PROBLEM TO SOLVE
Output the material below unchanged, apart from leaving out the pictures.

Position identification records:
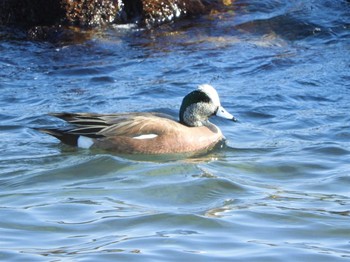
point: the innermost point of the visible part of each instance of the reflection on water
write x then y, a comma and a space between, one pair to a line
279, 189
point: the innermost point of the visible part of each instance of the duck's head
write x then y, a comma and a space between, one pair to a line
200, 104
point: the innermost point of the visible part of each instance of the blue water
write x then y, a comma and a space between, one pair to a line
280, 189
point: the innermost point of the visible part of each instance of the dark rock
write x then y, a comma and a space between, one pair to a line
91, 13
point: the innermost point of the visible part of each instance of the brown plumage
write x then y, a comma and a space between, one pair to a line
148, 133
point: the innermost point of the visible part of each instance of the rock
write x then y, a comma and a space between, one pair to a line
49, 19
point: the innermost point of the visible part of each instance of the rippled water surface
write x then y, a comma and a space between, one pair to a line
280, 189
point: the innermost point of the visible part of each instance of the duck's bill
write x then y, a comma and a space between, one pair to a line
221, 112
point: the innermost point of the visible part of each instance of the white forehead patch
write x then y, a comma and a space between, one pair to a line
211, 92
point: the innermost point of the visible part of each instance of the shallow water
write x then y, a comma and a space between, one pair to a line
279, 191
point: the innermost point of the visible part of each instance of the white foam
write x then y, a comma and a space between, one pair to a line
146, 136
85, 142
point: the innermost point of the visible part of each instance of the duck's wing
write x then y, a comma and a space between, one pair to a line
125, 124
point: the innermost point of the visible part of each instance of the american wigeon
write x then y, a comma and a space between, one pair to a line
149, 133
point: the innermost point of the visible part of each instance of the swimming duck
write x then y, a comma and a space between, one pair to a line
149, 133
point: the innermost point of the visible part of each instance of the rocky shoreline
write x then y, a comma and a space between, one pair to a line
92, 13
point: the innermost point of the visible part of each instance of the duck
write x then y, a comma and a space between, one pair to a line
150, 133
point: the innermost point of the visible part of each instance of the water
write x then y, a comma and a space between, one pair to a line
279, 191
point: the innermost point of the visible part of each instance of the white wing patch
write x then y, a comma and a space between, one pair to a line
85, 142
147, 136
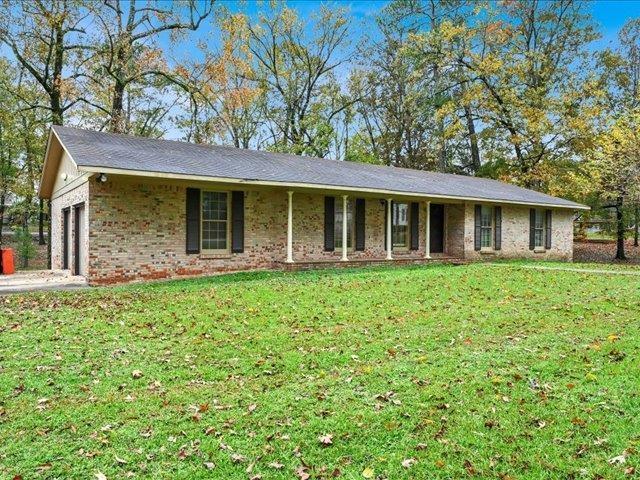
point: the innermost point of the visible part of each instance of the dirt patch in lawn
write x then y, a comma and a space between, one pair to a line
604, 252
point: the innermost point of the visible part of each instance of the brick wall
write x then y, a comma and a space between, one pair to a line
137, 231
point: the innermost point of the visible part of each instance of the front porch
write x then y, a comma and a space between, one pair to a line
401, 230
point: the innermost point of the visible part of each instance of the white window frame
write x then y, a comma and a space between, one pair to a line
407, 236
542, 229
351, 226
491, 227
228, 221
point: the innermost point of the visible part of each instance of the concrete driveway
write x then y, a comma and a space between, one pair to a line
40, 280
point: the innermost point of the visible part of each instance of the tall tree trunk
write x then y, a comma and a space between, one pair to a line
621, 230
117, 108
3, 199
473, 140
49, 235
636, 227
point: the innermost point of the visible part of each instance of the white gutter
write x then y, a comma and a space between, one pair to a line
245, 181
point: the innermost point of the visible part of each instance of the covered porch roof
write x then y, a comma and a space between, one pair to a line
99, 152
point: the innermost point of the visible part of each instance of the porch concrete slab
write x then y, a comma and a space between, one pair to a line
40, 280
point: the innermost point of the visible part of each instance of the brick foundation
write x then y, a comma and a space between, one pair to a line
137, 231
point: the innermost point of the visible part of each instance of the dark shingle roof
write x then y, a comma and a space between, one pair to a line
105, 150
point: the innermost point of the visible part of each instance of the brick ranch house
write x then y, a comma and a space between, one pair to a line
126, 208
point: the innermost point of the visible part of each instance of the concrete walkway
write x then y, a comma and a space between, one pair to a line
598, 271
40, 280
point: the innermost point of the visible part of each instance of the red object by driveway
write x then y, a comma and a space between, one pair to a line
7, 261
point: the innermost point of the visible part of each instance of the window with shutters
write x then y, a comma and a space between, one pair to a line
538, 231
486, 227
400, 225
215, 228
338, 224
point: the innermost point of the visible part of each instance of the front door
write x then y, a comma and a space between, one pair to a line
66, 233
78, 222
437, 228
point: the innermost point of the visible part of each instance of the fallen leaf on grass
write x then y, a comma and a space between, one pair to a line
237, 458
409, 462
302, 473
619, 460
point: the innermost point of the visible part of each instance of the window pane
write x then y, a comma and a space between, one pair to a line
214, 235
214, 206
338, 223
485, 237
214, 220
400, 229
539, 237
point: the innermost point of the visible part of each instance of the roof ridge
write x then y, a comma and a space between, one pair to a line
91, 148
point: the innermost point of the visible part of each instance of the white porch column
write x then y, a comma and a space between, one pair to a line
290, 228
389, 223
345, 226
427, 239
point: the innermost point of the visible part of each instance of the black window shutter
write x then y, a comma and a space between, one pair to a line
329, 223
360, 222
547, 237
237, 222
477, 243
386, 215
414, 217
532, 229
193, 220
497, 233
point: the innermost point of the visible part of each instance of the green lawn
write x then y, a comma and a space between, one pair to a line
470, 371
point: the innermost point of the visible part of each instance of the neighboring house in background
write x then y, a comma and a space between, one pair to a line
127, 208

RESPONSE
point: the innermost point of the visible part of each instance of the reflection on water
write x then y, a comma and a space between, one pair to a line
279, 189
point: the innermost point of the visible part of each instance of the duck's head
write x then y, a comma and a space between, one pair to a line
200, 104
point: the innermost point of the visible part of each instance of the blue water
write x then y, a comma and a space between, one pair to a line
280, 189
point: the innermost point of the visible part of each instance of the dark rock
write x then y, a comma and a space between, one pair to a line
91, 13
point: the innermost point of the visible part of each instance of the brown plumage
write x then y, a comma and a space between, one pair to a line
148, 133
point: the innermost point of the visible part of each instance of the rock
write x then y, a comma and a space between, one pair to a line
49, 19
point: the innermost point of the visible part of each instance of the rippled water surface
write x then y, a comma and a space between, one pair to a line
280, 189
point: the innermost point of the visible part of each instance of the duck's bill
write x then y, a comma and a space between, one pair to a line
221, 112
point: the innermost point of the visible part of each instance of the white forehead patch
write x then y, a comma and a space between, one pair to a line
211, 92
point: the innermost point of the visible part of each instance of the shallow water
write x then y, a comma and a space between, one pair to a line
279, 191
point: the innermost point of the visible part of each instance of the white foam
write x then y, a comma and a space between, one pair to a line
146, 136
85, 142
point: the innermost point of the visible part of each instance of the duck's wing
write x then y, a comma and a space between, one pair to a line
125, 124
point: the innermost point of the visible part of each instance of the american wigeon
write x then y, a comma and a space between, one pair to a line
149, 133
point: the innermost point of the visible part of each instance of the swimming duck
write x then y, a comma and a space between, one pair to a line
149, 133
point: the innermost point of the visible part of each instance of the rocky shoreline
write x then y, a comma and a space between, one pair to a line
92, 13
point: the innermost point of the visible part of each instance of the duck
write x then y, a comma and a space between, one pair to a line
150, 133
point: the innermost point of the visible part of each instance of the water
write x then y, a comma and a space between, one pair to a line
279, 191
point: the innermost point of the visible part of each instance of the white wing patch
write x then y, a comma and a space between, one pair to a line
85, 142
147, 136
point: the innermost point of the visible part of each instance of the dirt patch in lawn
write x then y, a comma and a space between, one pair to a line
604, 252
point: the innermost point of the visible part of each instance of the brick wall
write x then y, a comma and a space between, one pair to a line
137, 231
point: the innermost point of the visible part of each instance of the front porch
write x then y, a comma and a space between, one pair to a line
401, 230
point: the innermost point of the visible part of each instance of the white window frame
write x then y, a comma and a space between, one pair to a line
407, 236
542, 229
351, 226
491, 227
228, 221
point: the innermost point of the visible part of each instance of the concrete driveway
write x then y, a comma and a space between, one pair to a line
40, 280
point: the innermost point of the visible part of each instance of the tall tree trunk
write x then y, a comma and a space between, one pair to a line
621, 230
117, 108
3, 199
473, 140
49, 235
636, 227
point: the innermost point of the visible part of each instance of the white gutter
write x then y, a comma and a space between, one pair to a line
245, 181
point: the innermost point of the visible part of each instance of the covered porch roof
write x then y, a comma and a space between, one pair to a line
99, 152
point: the innermost point of the visible part of each instance of the porch concrete slab
write x then y, a comma and a space between, one pair to a line
40, 280
point: the innermost point of the visible part of each instance of the brick foundation
write x then y, a comma and a space between, one pair to a line
137, 231
point: the innermost point of the visible part of each instance of the dark shingle roof
write x then y, a comma and a space between, one pair to a line
105, 150
point: the innermost point of the visible part of each instance of the brick ranch house
write x then y, a comma and a space between, one pair to a line
126, 208
point: the innermost point of the visible part of each instance of the concrete walkway
write x then y, a comma and a space between, one pair to a line
598, 271
40, 280
point: the innermost point of the visible part of each instance of the red object by driveway
write x then y, a comma and a space between, one pair to a line
7, 261
point: the innermost point of the visible part of each instance of the window with shutters
write x then y, a comma and a space between, one pair to a line
538, 231
486, 227
400, 225
215, 228
338, 224
point: the innermost point of the visible part of each instance of the front door
write x then y, a comma and a space between, one pair to a line
66, 233
78, 222
437, 228
point: the innermost point of the visible part of each instance of the fallen leaf on grass
write x then y, a comma and a space between, one pair to a line
237, 458
409, 462
302, 473
619, 460
point: the innermost point of the visible part of each instance of the window pane
write x then y, a comma and a space between, one pair to a line
214, 235
214, 206
338, 223
485, 237
214, 220
400, 229
539, 237
point: the innermost point of the visible part of each instance of the roof ridge
write x then y, a comma and a space between, one pair to a line
91, 148
point: the innermost point of the visible part of each instance of the white porch column
write x then y, a comma and a space between, one pair to a line
290, 228
389, 223
345, 226
427, 239
point: the innermost point of the visible part of each instance of the black window shutter
write x then y, a comma and a space between, one pair to a line
329, 223
360, 222
547, 237
237, 222
477, 243
386, 215
414, 217
532, 229
193, 220
497, 233
point: the innermost point of the visible part of each instance of the green lawn
write x then y, a comma and a space between, one pair to a line
470, 371
point: the innermost point of the visible part of each instance of the neighboring house in background
write x then y, a comma and a space between, one pair to a line
127, 208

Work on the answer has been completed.